## What you should do
From the data that follows, print exactly the lines starting at the one containing "the street pavement." and ending at the one containing "the carnival performer."; include both of them and nothing more.
==== Listed records ====
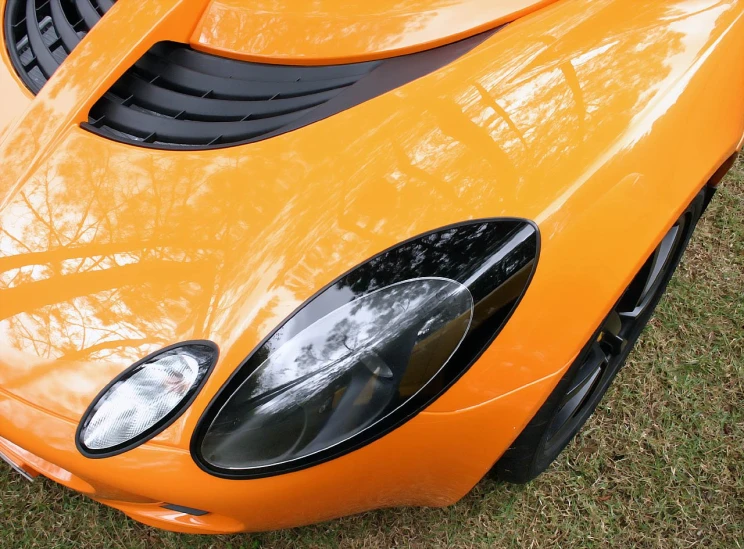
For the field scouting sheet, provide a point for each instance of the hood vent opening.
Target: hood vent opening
====
==== Listed records ====
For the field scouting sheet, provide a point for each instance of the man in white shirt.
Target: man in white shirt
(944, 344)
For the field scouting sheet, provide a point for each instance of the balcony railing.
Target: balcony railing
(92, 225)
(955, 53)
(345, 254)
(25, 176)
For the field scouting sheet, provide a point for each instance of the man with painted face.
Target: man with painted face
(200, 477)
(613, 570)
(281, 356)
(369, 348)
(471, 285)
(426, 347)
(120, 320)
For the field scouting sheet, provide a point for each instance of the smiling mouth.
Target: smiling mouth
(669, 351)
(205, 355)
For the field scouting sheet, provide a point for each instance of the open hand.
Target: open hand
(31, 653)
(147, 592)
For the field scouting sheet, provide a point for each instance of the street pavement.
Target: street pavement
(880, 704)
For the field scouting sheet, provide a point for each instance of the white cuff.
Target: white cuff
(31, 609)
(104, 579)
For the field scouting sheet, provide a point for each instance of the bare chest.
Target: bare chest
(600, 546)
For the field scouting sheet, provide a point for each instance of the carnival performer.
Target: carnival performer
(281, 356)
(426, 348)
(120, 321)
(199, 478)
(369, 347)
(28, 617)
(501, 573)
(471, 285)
====
==== Listed records ====
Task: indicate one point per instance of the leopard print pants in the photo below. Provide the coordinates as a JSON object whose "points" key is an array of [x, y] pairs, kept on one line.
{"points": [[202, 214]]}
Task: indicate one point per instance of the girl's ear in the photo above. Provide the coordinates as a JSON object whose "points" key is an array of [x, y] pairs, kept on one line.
====
## Exercise solution
For the field scouting sheet, provide a point for each instance of the street pavement.
Target: street pavement
(880, 704)
For the field scouting sheet, provide a point for each instance of the white cuff.
Target: white cuff
(31, 609)
(104, 579)
For the field scouting sheet, provide a point for each instance of the bare chest.
Target: bare chest
(600, 546)
For the field scouting sheet, provide a point for each instance of the carnival performer.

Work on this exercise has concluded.